**TASK INSTRUCTIONS**
**A)** Summarize the forum thread in two sentences.
**B)** In the forum thread, what deadline does Belushi propose for the April round?
**C)** From the forum thread, set down the passage that begins at the words "I like poetry" and stops after "ground to a halt?".

**READING PASSAGE**
★ ★ ★ ★ ★ ★ ★

But feel free ennit. This collective has fuck all to do with anything I do or don't like.


----------



## Steel Icarus (Aug 25, 2010)

Yeah. I don't really read poetry. Certainly not in the circles I know. It's not awful, mainly, just very ordinary. If you get the sense that a conversation in the boozer would be far more interesting than another tired Bukowski-lite effort, there's something askew.


----------



## Dovydaitis (Sep 12, 2010)

hmmm, distance. might have a crack at this. well its a good diversion from packing to move next week


----------



## ShiftyBagLady (Sep 13, 2010)

I like poetry and kicked up a fuss when people suggested that it's not good enough for our competition.... I for one would love to read your poetry S*I


----------



## mauvais (Oct 24, 2010)

Has this ground to a halt?


----------



## DotCommunist (Oct 25, 2010)

I'm experiencing technical faults* at the mo and have dried up a bit. I wrote some doggrel about rats. rubbish.

*me, not the blog like


----------



## frogwoman (Mar 22, 2011)

I wrote something today - is it still going on?


----------



## Belushi (Mar 22, 2011)

We all dried up. Maybe we should have one for April?


----------



## Belushi (Mar 22, 2011)

I've got about half a dozen unfinished short stories so maybe it will give me a boot up the backside to finish some of them.


----------



## Cid (Mar 23, 2011)

Hmm... I might be up for an april one. Not done much of late, but have been feeling I should try and work my literary muscles a bit.


----------



## frogwoman (Mar 26, 2011)

yeh ive now written something and would be nice to send it in but dunno how to do it


----------



## DotCommunist (Mar 27, 2011)

I can scratch up an offering if we are on it- open theme I take it:? Crd Belushi reminded me of it and I've written nothing but bad verse since the last story. Forwards etc


----------



## Belushi (Mar 27, 2011)

Yup - open theme, shall we say a deadline in exactly one months time - 27th April? that will give us all plenty of time and then voting up until 1st May?


----------



## Cid (Mar 31, 2011)

Yeah, sounds fine... We could do with more entrants though.


----------



## May Kasahara (Apr 6, 2011)

PM me the info and I'll take the plunge <gulp>


----------



## Bakunin (Apr 6, 2011)

I think I can rustle something up by the deadline date.

Open theme?


----------



## Cid (Apr 6, 2011)

Yep.


----------



## mauvais (Apr 6, 2011)

I have to ask: what is 'weaponary'?


----------



## DotCommunist (Apr 6, 2011)

word is duh

tchoh etc.


----------



## frogwoman (Apr 6, 2011)

can you send me a login please dc? x


----------



## DotCommunist (Apr 6, 2011)

invite sent frogz. To green tulip addy


----------



## frogwoman (Apr 7, 2011)

Done mine. Not sure whether it's convincing for the period tho but I did it pretty quickly in response to a film that I watched.


----------



## Cid (Apr 21, 2011)

Only 6 days left...I did a bit of mine at 3am last night. A bit fucked. Will need an edit I suspect.


----------



## Edie (Apr 21, 2011)

How many words is it, and is there a subject?


----------



## littlebabyjesus (Apr 21, 2011)

Can I ask how one joins in with this?


----------



## DotCommunist (Apr 21, 2011)

★ ★ ★ ★ ★ ★ ★

**SOURCE EXCERPT**
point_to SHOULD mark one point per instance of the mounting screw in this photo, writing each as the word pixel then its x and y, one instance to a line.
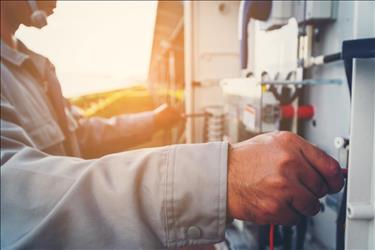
pixel 341 142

★ ★ ★ ★ ★ ★ ★

**ANSWERS TO EACH TASK**
**A)** After members said the group had dried up, Belushi suggested an April round with an open theme, a deadline of 27th April and voting until 1st May. Cid, May Kasahara and Bakunin signaled they would take part, while others asked how to join or how to send in their work.

**B)** 27th April, with voting until 1st May.

**C)**
I like poetry and kicked up a fuss when people suggested that it's not good enough for our competition.... I for one would love to read your poetry S*I


----------



## mauvais (Oct 24, 2010)

Has this ground to a halt?